=== Task directions ===
Starting with the line that contains "the flower bed" and going on through the last of the lines, change "indicate" to "mark" and write out only those lines again with everything else left as it is.

=== Records provided ===
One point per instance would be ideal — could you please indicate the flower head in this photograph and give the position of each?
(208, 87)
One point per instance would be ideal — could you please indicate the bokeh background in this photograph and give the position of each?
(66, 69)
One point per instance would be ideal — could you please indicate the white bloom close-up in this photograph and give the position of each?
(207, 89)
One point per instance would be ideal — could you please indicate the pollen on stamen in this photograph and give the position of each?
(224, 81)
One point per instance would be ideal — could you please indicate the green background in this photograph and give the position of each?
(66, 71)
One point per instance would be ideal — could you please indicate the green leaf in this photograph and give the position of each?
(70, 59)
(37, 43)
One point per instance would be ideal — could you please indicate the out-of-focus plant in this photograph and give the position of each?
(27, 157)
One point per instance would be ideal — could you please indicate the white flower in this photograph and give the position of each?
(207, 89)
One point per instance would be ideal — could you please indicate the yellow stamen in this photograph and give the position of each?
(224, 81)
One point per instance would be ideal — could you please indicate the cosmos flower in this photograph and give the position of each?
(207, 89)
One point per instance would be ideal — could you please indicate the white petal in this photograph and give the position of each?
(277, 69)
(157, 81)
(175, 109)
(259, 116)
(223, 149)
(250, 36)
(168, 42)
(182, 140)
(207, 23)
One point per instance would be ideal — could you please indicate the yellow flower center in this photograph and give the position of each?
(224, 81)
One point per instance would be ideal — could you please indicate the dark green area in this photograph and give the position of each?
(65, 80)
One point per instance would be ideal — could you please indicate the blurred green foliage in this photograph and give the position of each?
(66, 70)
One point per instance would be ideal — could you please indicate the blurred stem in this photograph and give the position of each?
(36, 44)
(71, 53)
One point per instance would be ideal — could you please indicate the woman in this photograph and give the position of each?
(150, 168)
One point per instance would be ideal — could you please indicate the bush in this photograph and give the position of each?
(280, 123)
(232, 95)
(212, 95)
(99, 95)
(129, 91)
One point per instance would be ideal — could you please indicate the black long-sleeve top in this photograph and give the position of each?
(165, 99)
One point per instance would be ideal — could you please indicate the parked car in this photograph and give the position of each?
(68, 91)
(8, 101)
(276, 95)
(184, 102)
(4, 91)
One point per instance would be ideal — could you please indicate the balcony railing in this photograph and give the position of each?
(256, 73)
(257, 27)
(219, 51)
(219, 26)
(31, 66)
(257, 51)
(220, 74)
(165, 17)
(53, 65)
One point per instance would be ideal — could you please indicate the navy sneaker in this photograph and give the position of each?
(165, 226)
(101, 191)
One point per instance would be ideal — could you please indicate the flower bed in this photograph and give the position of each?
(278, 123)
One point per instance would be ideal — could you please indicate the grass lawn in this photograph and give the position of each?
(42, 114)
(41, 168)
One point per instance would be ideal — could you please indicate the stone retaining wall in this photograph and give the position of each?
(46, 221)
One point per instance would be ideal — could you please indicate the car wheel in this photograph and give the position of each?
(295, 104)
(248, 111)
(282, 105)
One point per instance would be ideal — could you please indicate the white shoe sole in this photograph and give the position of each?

=== Correct response ===
One point per instance would be ideal — could you please mark the flower bed in this photograph and give the position of each?
(278, 123)
One point per instance would be ideal — could you please mark the grass lawn in this photograph and give the position of each?
(42, 114)
(41, 168)
One point per instance would be ideal — could you please mark the stone retaining wall in this photograph and give the position of each?
(46, 221)
One point per instance would be ideal — could you please mark the car wheel in this photograph and give the position of each?
(295, 104)
(248, 111)
(282, 105)
One point per instance would be ideal — could you please mark the white shoe sole in this photograph and give the position of each?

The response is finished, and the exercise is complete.